• [TASK TO COMPLETE]: Quote exactly, and only, the lines of the material below from the line with "Would you be willing to mark the shoreline" through the line with "Would you be willing to mark the gray".

• [RECORDS]:
..............................
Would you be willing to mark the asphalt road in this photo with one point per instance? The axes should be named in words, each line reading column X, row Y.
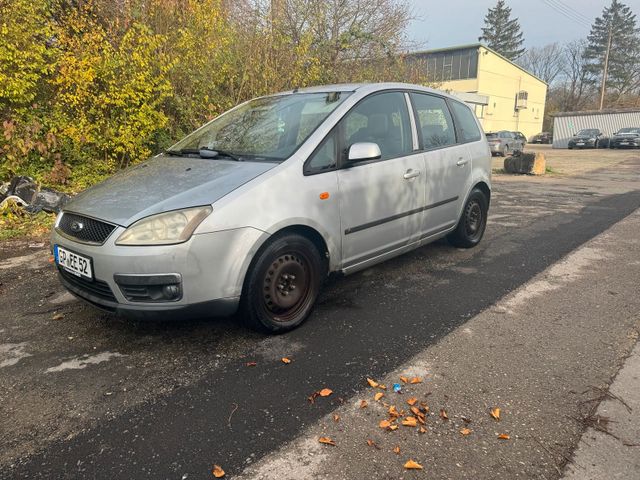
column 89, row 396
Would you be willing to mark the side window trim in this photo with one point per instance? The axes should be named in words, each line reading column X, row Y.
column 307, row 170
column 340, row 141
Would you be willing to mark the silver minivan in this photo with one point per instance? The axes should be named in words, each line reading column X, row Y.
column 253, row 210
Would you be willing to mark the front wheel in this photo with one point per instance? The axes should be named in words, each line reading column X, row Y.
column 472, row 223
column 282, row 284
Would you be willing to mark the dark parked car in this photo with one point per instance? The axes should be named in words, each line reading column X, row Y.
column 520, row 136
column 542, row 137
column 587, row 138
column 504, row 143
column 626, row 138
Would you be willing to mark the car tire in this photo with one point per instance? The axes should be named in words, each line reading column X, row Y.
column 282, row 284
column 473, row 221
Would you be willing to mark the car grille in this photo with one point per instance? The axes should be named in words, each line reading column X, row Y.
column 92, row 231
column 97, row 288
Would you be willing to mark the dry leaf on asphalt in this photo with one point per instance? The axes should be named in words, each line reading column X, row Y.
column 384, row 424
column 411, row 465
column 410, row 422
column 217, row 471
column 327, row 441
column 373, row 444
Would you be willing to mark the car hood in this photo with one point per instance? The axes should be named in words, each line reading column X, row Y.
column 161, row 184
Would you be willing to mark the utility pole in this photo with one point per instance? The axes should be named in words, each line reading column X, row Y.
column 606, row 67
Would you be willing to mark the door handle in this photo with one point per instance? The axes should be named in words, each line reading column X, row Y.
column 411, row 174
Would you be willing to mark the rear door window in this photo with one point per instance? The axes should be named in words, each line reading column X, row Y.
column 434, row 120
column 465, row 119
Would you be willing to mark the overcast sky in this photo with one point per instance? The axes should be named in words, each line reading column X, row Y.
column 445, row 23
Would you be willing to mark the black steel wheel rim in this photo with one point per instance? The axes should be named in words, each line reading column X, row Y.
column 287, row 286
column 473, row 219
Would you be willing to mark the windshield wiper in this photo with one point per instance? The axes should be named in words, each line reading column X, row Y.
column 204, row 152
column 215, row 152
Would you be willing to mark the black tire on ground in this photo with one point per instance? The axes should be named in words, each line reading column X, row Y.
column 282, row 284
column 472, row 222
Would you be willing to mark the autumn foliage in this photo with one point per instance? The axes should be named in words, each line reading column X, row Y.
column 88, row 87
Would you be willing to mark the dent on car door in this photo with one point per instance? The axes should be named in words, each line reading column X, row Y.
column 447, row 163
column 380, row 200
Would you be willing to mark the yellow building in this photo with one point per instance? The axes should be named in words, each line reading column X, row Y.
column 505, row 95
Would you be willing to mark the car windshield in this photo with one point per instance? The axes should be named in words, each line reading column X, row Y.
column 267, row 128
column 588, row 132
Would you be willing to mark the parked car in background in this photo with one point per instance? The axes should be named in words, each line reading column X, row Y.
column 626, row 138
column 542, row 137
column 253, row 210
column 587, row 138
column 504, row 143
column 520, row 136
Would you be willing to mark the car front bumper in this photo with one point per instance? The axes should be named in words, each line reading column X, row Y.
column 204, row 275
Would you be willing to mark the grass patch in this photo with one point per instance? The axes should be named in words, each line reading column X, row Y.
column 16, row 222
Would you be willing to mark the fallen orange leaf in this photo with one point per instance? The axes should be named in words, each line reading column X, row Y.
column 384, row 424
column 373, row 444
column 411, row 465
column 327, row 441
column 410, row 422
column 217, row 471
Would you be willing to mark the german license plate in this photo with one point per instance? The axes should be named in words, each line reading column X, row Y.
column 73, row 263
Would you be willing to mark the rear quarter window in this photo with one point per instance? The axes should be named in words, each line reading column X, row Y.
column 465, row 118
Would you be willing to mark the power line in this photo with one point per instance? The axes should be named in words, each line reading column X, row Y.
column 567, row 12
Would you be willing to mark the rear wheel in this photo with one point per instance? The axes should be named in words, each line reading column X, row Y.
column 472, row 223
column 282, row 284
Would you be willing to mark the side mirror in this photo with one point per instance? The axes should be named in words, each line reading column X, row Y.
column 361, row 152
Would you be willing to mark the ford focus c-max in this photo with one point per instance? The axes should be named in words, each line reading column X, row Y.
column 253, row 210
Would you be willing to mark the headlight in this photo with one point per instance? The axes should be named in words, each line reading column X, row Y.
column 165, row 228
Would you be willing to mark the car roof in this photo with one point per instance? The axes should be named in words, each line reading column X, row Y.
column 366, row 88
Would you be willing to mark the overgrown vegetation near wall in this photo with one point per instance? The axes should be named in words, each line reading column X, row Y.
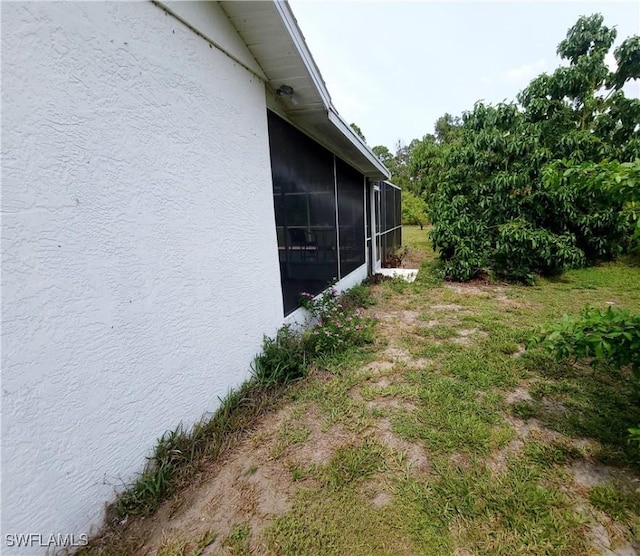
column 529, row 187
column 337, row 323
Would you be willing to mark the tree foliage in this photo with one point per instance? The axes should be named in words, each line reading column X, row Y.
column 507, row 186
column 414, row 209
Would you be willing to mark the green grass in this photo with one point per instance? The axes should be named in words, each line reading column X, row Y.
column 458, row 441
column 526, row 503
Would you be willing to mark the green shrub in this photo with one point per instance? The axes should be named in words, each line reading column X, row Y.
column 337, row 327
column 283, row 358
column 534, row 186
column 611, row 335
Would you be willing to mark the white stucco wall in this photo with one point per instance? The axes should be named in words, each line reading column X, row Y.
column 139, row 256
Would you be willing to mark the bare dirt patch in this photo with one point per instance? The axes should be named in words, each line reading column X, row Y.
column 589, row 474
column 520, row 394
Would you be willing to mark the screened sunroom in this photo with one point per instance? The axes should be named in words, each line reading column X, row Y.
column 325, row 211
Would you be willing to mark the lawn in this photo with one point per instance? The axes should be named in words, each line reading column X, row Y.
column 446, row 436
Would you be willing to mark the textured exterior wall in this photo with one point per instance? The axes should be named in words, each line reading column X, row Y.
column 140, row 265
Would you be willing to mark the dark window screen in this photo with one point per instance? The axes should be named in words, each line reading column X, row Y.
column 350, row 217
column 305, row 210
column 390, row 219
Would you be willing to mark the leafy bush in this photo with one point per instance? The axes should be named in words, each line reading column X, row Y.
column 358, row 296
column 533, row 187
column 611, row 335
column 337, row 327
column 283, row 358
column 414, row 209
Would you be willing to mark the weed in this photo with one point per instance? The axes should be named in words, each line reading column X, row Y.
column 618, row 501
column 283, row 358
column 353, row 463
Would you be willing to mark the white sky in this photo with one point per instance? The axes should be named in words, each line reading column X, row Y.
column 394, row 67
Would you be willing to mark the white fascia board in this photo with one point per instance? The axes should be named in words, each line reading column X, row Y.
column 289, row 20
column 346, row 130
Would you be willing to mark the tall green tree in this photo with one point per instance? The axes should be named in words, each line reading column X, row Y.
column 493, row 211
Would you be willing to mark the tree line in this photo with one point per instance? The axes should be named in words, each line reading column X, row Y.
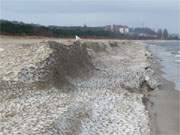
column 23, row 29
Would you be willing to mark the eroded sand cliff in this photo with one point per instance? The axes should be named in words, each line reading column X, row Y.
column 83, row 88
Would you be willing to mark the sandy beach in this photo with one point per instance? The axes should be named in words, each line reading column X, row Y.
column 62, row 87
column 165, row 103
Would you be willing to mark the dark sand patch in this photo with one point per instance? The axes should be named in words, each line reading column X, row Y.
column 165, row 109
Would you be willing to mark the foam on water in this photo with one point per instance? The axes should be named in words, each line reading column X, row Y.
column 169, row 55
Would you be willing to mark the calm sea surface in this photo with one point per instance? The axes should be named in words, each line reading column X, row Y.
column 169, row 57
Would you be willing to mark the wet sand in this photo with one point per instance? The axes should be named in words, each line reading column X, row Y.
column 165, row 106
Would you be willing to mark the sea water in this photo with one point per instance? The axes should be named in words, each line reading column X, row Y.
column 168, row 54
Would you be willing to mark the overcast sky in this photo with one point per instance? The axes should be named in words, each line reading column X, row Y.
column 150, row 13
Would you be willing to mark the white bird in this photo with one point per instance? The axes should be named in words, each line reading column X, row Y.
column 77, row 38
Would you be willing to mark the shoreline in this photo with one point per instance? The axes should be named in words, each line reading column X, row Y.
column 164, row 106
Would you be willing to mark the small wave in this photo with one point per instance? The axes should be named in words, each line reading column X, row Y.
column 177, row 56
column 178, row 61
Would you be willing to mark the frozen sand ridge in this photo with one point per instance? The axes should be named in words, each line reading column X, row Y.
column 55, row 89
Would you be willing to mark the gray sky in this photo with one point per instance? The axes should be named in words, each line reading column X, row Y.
..............................
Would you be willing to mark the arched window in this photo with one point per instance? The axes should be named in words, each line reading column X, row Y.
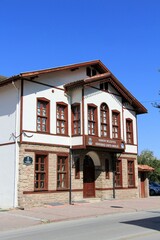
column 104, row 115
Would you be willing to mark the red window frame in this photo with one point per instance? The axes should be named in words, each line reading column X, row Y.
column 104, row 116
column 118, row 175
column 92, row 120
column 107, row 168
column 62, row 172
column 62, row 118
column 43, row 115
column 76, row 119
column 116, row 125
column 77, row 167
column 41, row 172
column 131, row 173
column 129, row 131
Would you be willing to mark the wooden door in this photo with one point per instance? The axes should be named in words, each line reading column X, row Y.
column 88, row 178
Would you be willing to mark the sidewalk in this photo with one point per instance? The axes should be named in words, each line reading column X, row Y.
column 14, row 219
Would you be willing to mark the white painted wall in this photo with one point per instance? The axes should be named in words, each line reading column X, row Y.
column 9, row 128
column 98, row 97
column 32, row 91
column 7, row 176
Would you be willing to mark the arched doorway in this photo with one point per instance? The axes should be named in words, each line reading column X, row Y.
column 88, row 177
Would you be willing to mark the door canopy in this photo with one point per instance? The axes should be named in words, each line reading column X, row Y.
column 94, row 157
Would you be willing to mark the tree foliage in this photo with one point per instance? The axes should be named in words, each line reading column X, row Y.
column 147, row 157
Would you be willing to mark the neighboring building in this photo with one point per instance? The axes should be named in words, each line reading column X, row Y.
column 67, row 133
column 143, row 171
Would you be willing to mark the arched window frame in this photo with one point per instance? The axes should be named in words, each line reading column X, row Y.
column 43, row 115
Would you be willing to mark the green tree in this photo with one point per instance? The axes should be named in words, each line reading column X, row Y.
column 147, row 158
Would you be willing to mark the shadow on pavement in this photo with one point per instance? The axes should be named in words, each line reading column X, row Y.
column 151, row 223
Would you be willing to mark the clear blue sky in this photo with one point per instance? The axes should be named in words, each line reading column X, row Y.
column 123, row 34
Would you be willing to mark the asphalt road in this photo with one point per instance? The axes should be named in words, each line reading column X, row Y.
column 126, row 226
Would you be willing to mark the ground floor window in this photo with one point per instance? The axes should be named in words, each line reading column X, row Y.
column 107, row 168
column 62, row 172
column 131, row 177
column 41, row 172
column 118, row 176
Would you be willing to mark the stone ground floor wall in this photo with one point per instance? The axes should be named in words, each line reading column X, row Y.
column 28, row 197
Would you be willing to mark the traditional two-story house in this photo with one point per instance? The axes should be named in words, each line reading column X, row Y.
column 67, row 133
..............................
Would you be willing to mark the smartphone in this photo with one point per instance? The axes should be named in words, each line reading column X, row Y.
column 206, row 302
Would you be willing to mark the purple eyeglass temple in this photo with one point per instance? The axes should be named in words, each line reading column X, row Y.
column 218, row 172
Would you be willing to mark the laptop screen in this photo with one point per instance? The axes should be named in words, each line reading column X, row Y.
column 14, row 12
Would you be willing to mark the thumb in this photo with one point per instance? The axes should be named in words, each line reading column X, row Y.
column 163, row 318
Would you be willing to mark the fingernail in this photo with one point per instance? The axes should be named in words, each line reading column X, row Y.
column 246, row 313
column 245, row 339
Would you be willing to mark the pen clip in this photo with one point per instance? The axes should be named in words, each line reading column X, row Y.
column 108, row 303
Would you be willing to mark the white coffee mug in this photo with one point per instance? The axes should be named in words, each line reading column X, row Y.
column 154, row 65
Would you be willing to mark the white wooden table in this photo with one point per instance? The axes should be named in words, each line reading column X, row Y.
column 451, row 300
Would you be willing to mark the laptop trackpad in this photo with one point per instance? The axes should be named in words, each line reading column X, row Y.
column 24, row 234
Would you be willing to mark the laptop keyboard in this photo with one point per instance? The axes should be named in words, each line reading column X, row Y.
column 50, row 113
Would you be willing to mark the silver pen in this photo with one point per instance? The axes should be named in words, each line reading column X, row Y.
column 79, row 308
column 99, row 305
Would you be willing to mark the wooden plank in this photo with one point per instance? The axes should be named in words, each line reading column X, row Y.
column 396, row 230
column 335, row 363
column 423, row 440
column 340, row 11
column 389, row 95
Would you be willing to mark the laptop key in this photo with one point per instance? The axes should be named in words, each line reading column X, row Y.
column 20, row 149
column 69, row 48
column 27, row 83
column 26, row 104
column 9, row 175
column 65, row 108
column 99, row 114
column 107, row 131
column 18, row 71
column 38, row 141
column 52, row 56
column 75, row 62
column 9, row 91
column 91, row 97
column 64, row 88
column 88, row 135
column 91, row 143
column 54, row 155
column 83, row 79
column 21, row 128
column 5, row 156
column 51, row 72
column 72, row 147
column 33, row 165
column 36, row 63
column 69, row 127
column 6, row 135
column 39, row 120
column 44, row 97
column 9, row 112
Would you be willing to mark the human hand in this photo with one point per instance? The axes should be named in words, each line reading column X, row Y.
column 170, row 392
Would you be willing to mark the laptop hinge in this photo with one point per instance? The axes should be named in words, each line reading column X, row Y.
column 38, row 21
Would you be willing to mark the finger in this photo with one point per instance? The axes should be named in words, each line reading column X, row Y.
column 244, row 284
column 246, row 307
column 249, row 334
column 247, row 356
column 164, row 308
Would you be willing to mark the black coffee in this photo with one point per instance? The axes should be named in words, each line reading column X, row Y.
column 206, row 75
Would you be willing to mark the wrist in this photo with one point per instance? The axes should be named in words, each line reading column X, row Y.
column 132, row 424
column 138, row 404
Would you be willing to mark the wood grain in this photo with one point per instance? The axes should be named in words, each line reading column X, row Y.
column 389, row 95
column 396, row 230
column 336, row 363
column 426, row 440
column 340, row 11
..............................
• [WRITTEN SOLUTION]:
Would you be willing to mark the shoreline in this photo with one point per instance? The axes should be named in words, each line reading column X, row Y.
column 164, row 106
Would you be willing to mark the small wave in this photo with one point per instance? The axes should be named in words, each line reading column X, row Y.
column 177, row 56
column 178, row 61
Would you be willing to mark the frozen sand ridge in this photo with one point per instance? The axes should be named in words, each line reading column X, row Y.
column 55, row 89
Would you be willing to mark the gray sky in this photo with one point per instance? The axes should be named in words, each line reading column X, row Y.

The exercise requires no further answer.